▶ [Instructions for the task] Reproduce exactly the lines below, starting with the line that contains "point: green sepal" and ending with the last line of the records, both included, and nothing else.

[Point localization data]
::::::::::

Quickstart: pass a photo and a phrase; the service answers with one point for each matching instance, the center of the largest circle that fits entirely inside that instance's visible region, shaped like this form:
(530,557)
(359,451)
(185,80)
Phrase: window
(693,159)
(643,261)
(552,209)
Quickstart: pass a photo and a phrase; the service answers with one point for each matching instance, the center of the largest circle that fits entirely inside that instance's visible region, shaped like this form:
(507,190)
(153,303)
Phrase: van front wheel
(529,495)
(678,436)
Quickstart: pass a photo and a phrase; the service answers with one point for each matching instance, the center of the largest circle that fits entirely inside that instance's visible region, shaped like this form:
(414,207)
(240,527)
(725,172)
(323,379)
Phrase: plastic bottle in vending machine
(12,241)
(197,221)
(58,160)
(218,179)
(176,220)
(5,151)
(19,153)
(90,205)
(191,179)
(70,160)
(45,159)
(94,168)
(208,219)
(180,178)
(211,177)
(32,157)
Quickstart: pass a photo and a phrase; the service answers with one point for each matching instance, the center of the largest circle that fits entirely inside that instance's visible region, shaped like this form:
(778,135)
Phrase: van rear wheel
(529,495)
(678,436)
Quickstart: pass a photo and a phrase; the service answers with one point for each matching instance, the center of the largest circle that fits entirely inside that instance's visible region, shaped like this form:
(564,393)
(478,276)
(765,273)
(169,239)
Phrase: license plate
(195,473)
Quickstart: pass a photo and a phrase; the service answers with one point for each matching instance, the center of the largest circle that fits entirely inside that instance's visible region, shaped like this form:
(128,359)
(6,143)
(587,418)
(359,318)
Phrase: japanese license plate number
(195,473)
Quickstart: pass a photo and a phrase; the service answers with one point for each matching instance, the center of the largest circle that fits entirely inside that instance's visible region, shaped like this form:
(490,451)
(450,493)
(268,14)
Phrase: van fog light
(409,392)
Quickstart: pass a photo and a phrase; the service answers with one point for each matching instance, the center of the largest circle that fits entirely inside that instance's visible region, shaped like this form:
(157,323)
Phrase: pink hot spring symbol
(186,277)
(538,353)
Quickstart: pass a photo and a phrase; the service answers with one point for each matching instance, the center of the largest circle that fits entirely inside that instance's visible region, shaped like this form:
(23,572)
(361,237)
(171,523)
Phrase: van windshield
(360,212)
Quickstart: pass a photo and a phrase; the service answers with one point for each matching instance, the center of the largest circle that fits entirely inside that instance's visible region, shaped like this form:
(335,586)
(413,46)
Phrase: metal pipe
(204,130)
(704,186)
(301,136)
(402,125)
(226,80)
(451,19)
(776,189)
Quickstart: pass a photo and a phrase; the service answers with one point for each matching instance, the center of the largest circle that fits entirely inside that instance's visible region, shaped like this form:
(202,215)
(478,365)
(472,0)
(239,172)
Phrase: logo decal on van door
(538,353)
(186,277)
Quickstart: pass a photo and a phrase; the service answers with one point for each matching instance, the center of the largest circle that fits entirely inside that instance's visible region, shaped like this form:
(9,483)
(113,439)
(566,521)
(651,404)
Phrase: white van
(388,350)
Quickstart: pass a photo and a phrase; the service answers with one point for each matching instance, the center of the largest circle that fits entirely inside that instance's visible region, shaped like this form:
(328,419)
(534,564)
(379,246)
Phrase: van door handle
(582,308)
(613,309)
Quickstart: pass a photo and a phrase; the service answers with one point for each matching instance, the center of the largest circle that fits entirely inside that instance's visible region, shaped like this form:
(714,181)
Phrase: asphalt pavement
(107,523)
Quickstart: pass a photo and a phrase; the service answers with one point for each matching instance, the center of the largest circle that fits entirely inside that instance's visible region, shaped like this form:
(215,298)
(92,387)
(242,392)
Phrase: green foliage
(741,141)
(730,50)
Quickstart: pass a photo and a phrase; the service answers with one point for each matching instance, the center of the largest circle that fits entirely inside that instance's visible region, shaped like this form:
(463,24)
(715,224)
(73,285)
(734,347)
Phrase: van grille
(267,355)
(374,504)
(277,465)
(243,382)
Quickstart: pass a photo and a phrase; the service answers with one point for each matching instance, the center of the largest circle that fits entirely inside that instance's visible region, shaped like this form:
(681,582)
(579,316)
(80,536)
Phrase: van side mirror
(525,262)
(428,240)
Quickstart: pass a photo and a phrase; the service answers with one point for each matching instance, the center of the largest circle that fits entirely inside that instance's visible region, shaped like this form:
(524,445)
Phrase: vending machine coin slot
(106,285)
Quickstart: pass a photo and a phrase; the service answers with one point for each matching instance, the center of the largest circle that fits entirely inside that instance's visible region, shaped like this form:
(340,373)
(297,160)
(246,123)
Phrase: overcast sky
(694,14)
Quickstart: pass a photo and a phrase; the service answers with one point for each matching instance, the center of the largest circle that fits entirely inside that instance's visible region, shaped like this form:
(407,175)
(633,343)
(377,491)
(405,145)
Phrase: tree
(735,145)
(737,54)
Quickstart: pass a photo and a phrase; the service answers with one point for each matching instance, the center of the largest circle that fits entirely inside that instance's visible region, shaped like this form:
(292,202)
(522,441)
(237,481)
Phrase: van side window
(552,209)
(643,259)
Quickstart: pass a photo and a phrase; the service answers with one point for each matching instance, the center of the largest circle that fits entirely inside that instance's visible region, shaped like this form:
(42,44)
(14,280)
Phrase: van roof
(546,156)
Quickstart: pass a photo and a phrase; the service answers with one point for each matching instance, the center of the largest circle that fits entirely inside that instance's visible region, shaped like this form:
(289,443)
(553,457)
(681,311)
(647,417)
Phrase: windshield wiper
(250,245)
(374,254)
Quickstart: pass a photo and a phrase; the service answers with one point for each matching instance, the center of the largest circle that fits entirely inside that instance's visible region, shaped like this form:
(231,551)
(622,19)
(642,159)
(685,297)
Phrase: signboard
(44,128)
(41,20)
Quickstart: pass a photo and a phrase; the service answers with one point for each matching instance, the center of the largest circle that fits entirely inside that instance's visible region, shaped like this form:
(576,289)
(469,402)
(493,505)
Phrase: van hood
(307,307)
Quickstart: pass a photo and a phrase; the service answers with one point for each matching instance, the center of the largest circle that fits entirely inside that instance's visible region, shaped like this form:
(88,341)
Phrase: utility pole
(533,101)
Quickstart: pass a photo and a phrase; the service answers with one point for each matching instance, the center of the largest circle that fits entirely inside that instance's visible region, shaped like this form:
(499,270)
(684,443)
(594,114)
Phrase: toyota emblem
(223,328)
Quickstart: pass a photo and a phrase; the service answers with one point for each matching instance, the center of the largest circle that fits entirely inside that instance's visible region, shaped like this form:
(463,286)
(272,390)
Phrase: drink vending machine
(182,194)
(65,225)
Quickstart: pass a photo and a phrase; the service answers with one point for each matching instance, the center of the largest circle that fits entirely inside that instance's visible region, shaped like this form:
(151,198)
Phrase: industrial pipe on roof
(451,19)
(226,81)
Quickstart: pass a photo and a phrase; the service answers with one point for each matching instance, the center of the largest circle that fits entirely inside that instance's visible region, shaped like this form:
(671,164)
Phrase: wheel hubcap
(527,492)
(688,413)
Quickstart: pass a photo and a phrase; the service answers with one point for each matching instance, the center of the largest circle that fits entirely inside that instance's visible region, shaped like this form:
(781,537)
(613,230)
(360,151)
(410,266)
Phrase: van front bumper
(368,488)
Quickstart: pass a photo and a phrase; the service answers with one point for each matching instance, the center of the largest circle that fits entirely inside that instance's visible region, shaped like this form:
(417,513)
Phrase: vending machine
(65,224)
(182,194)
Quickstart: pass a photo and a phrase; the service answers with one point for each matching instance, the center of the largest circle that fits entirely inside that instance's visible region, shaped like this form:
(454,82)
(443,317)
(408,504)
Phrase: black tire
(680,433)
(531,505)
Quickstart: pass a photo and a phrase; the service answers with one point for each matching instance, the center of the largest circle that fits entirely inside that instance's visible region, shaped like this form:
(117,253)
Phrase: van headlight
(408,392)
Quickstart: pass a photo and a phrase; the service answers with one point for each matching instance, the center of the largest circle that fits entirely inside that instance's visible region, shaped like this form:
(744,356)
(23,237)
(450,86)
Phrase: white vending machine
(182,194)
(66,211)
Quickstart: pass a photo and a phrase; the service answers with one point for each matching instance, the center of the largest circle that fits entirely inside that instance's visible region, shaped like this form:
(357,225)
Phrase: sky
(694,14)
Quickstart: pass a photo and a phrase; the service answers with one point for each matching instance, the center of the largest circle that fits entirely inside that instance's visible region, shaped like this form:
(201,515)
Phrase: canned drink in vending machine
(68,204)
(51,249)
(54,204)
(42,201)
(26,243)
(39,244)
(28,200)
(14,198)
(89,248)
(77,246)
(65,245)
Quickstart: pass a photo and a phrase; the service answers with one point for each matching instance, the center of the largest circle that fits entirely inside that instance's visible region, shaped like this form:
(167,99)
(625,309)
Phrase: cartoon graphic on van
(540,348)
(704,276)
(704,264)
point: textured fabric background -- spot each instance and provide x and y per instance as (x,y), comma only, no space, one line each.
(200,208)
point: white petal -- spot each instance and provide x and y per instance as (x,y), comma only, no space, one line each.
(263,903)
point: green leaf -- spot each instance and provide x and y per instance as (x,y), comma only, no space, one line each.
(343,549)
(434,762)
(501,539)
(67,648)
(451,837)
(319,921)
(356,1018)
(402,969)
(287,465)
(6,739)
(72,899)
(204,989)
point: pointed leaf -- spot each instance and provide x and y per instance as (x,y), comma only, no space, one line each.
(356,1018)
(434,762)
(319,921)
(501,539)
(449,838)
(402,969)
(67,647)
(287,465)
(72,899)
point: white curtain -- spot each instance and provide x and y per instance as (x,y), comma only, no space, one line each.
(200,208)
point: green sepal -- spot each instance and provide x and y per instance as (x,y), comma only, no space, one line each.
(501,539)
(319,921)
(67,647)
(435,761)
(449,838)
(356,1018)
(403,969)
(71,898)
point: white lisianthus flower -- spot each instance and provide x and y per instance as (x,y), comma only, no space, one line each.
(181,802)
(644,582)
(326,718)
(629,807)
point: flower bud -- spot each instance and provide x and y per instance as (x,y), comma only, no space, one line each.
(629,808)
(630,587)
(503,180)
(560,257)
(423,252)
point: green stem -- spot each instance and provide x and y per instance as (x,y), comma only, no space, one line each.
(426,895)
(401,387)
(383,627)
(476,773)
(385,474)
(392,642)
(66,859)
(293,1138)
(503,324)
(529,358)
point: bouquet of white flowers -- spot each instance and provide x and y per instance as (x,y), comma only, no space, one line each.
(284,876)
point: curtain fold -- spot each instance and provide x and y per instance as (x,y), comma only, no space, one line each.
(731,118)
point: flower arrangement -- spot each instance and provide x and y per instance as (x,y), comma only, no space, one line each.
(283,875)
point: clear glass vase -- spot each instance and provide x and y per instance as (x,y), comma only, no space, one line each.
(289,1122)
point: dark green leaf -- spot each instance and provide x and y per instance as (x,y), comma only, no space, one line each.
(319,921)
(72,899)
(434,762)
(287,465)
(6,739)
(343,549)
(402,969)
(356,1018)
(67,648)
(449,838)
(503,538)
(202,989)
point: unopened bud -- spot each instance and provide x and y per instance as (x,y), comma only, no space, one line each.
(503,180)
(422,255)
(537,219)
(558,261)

::::::::::

▶ [Solution]
point: green sepal -- spot each instance and provide x and y per instance as (x,y), comma only, no space, one line each.
(501,539)
(319,921)
(67,647)
(435,761)
(449,838)
(356,1018)
(403,969)
(71,898)
point: white lisianthus flower -- spot each instance and provide x and y per instance as (x,y), comma only, no space, one line each.
(181,802)
(644,582)
(326,718)
(629,807)
point: flower bud -- spot each instance and provide x and y per instance as (x,y), comma only, no space, one line each.
(629,808)
(630,587)
(503,180)
(560,257)
(423,252)
point: green stem -- spot each instance and provide x and y per instance as (x,y), comma only, no space, one line each.
(426,895)
(401,387)
(383,627)
(476,773)
(385,474)
(392,642)
(66,859)
(293,1138)
(503,324)
(529,358)
point: bouquet of white flowers -- spot each instance and provide x and y per instance as (x,y), comma only, no space, one line each.
(284,876)
point: curtain fold -- spot each instance and provide x and y per instance as (x,y), comma only, no space, one line each.
(731,118)
point: flower arrangement -- spot each instance and provide x and y per instance as (x,y), comma only, no space, one line each.
(283,875)
point: clear glass vase -- spot each instance and provide x and y per instance as (x,y), comma only, no space, one line each.
(289,1122)
point: dark green leaf -- spot each instance and provide x and y per instance as (x,y), comma only, no space, one line each.
(319,921)
(72,899)
(434,762)
(287,465)
(6,739)
(343,549)
(402,969)
(356,1018)
(67,648)
(449,838)
(503,538)
(202,989)
point: unopened bud -- spot each instance and provide x and y per instance as (x,y), comma only, no space, one line each.
(503,180)
(422,255)
(537,219)
(558,261)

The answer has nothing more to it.